=== RECORDED DATA ===

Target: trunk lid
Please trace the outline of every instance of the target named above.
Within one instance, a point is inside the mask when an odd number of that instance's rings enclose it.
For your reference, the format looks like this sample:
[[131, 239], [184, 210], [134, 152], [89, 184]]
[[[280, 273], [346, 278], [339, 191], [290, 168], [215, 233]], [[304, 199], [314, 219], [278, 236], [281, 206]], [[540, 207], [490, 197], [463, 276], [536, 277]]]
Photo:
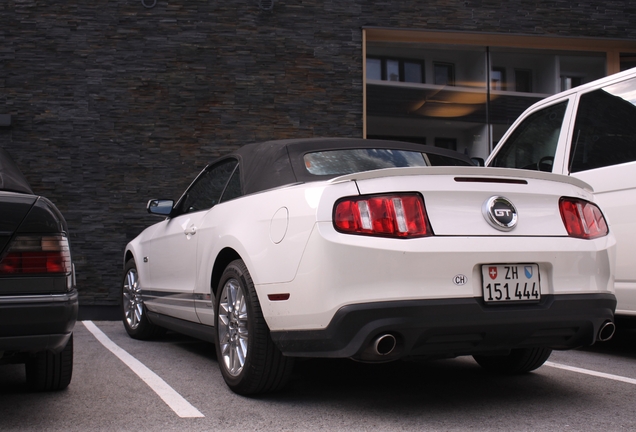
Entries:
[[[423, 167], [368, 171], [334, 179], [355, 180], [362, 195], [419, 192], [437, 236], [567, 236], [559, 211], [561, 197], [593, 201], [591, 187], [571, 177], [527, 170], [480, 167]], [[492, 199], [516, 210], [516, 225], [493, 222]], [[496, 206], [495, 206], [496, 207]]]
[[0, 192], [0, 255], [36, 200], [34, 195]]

===
=== RECORDED DATA ===

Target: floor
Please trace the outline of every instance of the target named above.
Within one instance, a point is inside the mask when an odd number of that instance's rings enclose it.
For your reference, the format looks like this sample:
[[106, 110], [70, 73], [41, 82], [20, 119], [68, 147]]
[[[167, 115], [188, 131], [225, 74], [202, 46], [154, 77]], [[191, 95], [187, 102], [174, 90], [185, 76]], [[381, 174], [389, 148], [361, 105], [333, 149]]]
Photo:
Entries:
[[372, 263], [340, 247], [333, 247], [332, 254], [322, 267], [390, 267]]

===

- [WHAT IS REQUIRED]:
Could you restate, word for word, the lines above from the one with "Target: trunk lid" to the one with "[[131, 239], [184, 210], [134, 152], [89, 184]]", both included?

- [SOLUTION BELOW]:
Target: trunk lid
Please trace the outline of every instance of the target named above.
Within one instance, a point is inside the mask when an odd number of that instance's rings enclose it.
For your reference, the format looks like this sample:
[[131, 239], [184, 210], [134, 152], [89, 184]]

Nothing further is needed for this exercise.